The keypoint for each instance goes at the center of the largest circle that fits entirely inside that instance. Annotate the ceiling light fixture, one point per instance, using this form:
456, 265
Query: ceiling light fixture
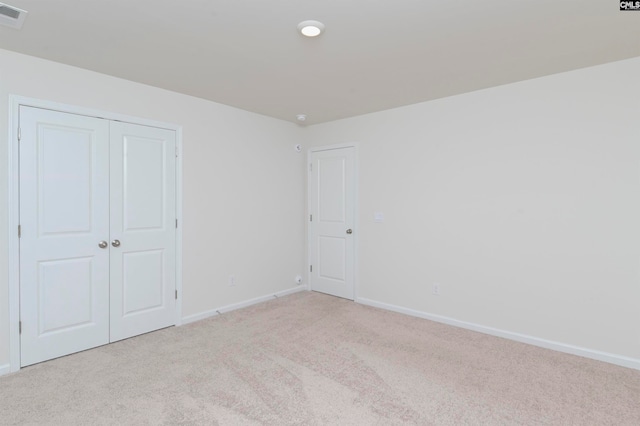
11, 16
311, 28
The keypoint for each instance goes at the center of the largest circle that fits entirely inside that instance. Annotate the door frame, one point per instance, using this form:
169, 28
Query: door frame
356, 165
15, 102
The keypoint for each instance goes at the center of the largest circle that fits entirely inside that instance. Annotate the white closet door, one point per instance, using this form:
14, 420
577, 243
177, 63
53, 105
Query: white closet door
143, 229
64, 215
332, 192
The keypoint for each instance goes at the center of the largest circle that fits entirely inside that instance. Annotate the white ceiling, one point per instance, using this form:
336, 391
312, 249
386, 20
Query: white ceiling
374, 54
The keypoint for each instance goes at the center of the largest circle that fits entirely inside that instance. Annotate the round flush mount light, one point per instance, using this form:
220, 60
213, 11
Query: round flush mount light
311, 28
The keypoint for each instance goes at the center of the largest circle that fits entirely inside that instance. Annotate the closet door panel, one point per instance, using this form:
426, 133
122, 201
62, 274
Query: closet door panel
142, 204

- _WRITTEN EXERCISE_
Return the lines above, from the one containing "Annotate the round" to the end, exactly as they stand.

- _FINAL ANSWER_
The keypoint for each instance goes at the center of the largest circle that fits entirely inside that instance. Annotate the round flush mount light, one point per instance, using this form:
220, 60
213, 11
Query: round flush mount light
311, 28
The keypoint for each instance goes at the center of the largest circle that fits entirely inside that instance. Annotate the closet door panel, one point per instance, using this form:
426, 133
122, 201
62, 274
Query: closet door panel
142, 204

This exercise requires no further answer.